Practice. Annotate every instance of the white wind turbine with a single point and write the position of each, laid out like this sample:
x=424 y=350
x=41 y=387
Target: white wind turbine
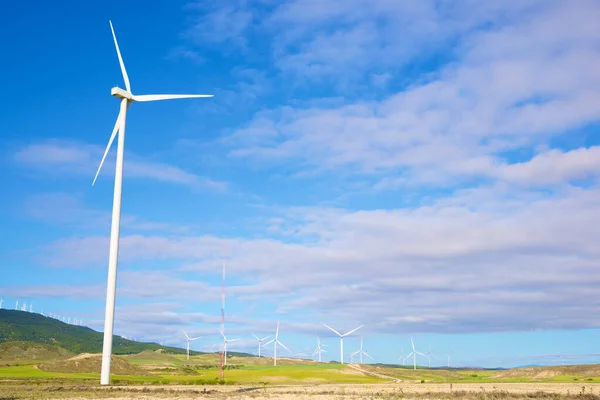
x=225 y=341
x=188 y=340
x=414 y=354
x=429 y=357
x=260 y=340
x=319 y=349
x=361 y=352
x=127 y=97
x=275 y=342
x=342 y=339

AIM - Every line is to be duplicated exactly, though pictures stay out.

THE OUTPUT -
Practice. Annotate every instance of the white wind turbine with a single point and write the position of each, laid out like this sample:
x=424 y=350
x=41 y=387
Target: white wind turbine
x=225 y=341
x=188 y=340
x=414 y=354
x=429 y=357
x=260 y=340
x=319 y=349
x=361 y=352
x=127 y=97
x=275 y=342
x=342 y=339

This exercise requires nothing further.